● INSTRUCTIONS FOR THE TASK
The complete data, repeated exactly, should form your response.

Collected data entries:
=== Begin Enclosure ===
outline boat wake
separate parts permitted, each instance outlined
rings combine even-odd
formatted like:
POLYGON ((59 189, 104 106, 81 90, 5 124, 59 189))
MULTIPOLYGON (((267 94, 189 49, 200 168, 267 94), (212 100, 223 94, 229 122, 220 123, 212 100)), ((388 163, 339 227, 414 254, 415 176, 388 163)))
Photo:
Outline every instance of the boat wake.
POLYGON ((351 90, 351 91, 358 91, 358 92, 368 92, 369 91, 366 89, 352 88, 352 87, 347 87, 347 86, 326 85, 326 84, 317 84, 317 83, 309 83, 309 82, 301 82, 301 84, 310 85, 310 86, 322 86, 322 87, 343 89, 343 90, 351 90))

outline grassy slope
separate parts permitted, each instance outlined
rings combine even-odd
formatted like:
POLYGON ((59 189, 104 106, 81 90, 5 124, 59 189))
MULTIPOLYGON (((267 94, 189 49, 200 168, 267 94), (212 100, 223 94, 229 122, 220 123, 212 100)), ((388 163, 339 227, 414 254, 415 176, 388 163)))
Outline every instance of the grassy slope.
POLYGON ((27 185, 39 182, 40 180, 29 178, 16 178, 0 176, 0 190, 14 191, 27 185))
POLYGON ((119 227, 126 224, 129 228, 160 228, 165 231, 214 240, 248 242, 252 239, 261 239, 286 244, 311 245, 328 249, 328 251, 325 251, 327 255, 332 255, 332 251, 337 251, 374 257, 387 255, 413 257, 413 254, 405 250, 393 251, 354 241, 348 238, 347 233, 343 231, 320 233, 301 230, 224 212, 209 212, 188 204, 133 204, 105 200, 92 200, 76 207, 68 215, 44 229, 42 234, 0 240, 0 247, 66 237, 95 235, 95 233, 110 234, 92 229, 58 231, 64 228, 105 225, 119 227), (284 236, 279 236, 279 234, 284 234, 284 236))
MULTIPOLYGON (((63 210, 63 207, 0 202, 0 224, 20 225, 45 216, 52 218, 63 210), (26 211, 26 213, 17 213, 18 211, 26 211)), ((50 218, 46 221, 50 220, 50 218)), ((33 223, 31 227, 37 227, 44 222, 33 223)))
=== End Enclosure ===
● YOUR SOLUTION
outline boat wake
separate parts permitted, each instance outlined
rings combine even-odd
formatted like:
POLYGON ((59 189, 104 106, 81 90, 5 124, 59 189))
MULTIPOLYGON (((267 94, 189 49, 200 168, 267 94), (212 100, 223 94, 229 122, 220 123, 212 100)), ((388 163, 339 227, 414 254, 415 176, 388 163)))
Photo:
Outline every instance of the boat wake.
POLYGON ((351 90, 351 91, 358 91, 358 92, 368 92, 369 91, 366 89, 352 88, 352 87, 347 87, 347 86, 326 85, 326 84, 317 84, 317 83, 309 83, 309 82, 301 82, 301 84, 310 85, 310 86, 322 86, 322 87, 343 89, 343 90, 351 90))

outline grassy slope
separate parts permitted, each instance outlined
rings combine even-odd
formatted like:
POLYGON ((59 189, 104 106, 81 90, 5 124, 59 189))
MULTIPOLYGON (((267 94, 189 49, 200 168, 267 94), (212 100, 223 94, 229 122, 220 123, 212 100)), ((388 163, 339 227, 414 254, 415 176, 388 163)))
Outline every instance of the grassy slope.
POLYGON ((27 185, 39 182, 40 180, 29 178, 16 178, 0 176, 0 190, 14 191, 27 185))
POLYGON ((119 227, 126 224, 129 228, 160 228, 165 231, 214 240, 248 242, 252 239, 261 239, 286 244, 311 245, 328 249, 328 251, 325 251, 327 255, 332 255, 332 251, 337 251, 374 257, 387 255, 413 257, 413 254, 405 250, 393 251, 354 241, 348 238, 347 233, 343 231, 320 233, 301 230, 224 212, 209 212, 188 204, 133 204, 105 200, 92 200, 76 207, 68 215, 44 229, 42 234, 0 240, 0 247, 66 237, 95 235, 95 233, 110 234, 92 229, 58 231, 64 228, 105 225, 119 227), (284 236, 279 236, 279 234, 284 234, 284 236))
MULTIPOLYGON (((63 210, 63 207, 0 202, 0 224, 20 225, 45 216, 52 218, 63 210), (26 211, 26 213, 17 213, 18 211, 26 211)), ((50 218, 46 221, 50 220, 50 218)), ((33 223, 31 227, 37 227, 44 222, 33 223)))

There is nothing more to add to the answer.